=== Begin Enclosure ===

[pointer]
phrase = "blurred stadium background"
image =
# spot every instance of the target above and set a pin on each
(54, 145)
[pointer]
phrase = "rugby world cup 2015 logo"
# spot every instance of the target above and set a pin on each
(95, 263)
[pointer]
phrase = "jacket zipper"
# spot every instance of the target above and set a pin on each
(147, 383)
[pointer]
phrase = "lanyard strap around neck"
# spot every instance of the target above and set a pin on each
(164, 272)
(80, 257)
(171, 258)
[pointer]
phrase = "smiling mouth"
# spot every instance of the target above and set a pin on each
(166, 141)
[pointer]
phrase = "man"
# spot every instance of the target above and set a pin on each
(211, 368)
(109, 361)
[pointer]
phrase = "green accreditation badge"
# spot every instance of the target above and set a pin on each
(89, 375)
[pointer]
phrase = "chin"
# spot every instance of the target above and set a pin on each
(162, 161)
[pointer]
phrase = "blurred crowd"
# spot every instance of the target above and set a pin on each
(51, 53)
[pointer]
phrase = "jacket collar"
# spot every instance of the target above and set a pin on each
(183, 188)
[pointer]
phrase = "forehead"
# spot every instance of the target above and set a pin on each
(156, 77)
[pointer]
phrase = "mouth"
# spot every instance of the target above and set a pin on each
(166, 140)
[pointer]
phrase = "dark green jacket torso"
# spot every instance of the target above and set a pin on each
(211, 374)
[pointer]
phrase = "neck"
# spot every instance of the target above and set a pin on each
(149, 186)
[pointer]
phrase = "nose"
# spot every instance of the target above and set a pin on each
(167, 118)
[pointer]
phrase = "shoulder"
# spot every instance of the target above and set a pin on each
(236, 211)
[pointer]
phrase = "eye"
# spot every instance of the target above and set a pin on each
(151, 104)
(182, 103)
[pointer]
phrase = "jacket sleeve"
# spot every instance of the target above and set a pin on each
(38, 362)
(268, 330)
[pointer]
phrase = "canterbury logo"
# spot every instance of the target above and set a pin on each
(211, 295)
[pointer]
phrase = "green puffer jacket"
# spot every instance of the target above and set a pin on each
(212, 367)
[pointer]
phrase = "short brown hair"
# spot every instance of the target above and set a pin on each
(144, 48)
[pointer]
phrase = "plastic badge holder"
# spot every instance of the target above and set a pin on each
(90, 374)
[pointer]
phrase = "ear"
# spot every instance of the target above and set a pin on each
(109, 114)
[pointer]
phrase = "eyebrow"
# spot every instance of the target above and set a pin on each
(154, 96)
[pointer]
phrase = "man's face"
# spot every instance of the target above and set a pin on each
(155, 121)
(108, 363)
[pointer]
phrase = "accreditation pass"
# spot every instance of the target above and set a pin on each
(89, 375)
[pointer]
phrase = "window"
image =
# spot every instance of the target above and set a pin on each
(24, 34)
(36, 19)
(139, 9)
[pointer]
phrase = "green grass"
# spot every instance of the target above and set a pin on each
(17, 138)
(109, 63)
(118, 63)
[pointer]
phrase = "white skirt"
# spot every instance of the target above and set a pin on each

=== End Enclosure ===

Reproduce, please, every line of the records above without alteration.

[pointer]
phrase = "blurred stadium background"
image =
# spot every instance of the target above and set a pin on each
(54, 145)
[pointer]
phrase = "rugby world cup 2015 logo"
# spot every instance of the target above and set a pin on each
(95, 263)
[pointer]
phrase = "jacket zipper"
# spot every instance of the target above and set a pin on each
(147, 383)
[pointer]
phrase = "lanyard strap around neck"
# spot every instance of the target above and set a pin on each
(164, 272)
(80, 257)
(171, 258)
[pointer]
phrase = "smiling mouth"
# spot every instance of the target above and set a pin on each
(166, 141)
[pointer]
phrase = "man"
# spot every instance of the target above and set a pin on each
(211, 368)
(109, 361)
[pointer]
phrase = "green accreditation badge"
# spot every instance of the target above and set a pin on each
(89, 375)
[pointer]
phrase = "chin"
# spot every instance of the target above and set a pin on each
(162, 161)
[pointer]
phrase = "blurred crowd"
# spot every instance of the target above and set a pin on each
(51, 53)
[pointer]
phrase = "jacket collar"
# spot every instance of the target above and set a pin on each
(183, 188)
[pointer]
phrase = "forehead"
# spot every instance of the target above and set a pin on each
(156, 77)
[pointer]
phrase = "mouth"
# spot every instance of the target above and set a pin on each
(166, 140)
[pointer]
phrase = "dark green jacket torso"
# spot every instance of the target above and set a pin on each
(211, 374)
[pointer]
phrase = "neck"
# spot every instance of the target above and set a pin on each
(149, 186)
[pointer]
phrase = "nose"
# spot every instance of the target above and set a pin on each
(167, 118)
[pointer]
phrase = "shoulder"
# spot every instance of the target above and set a pin on each
(236, 211)
[pointer]
phrase = "eye"
# spot every instance of the target above and set a pin on each
(151, 104)
(182, 103)
[pointer]
phrase = "jacket sleeve"
# spot every instance of the target above and set a pin on each
(38, 362)
(268, 330)
[pointer]
phrase = "canterbury logo"
# spot every instance of the target above and set a pin on each
(211, 295)
[pointer]
phrase = "green puffer jacket"
# spot every instance of the target above and set a pin on each
(212, 367)
[pointer]
phrase = "short brown hair"
# spot every instance of the target above and set a pin on each
(144, 48)
[pointer]
phrase = "plastic badge holder"
# spot every instance of the target above and set a pin on each
(90, 374)
[pointer]
phrase = "ear"
# spot every instance of the target above and set a pin on each
(109, 114)
[pointer]
phrase = "eyebrow"
# spot every instance of the target above and set a pin on each
(154, 96)
[pointer]
phrase = "man's face"
# spot every instance of the target above and set a pin on each
(155, 121)
(108, 363)
[pointer]
phrase = "accreditation pass"
# spot every instance of the target above and set a pin on each
(89, 375)
[pointer]
phrase = "window"
image =
# spot every instance of the target above and set a pin on each
(24, 34)
(36, 19)
(139, 9)
[pointer]
phrase = "green grass"
# spot every instance of the target above and set a pin on each
(17, 138)
(109, 63)
(118, 63)
[pointer]
phrase = "white skirt"
# spot every instance of the target above and set a pin on each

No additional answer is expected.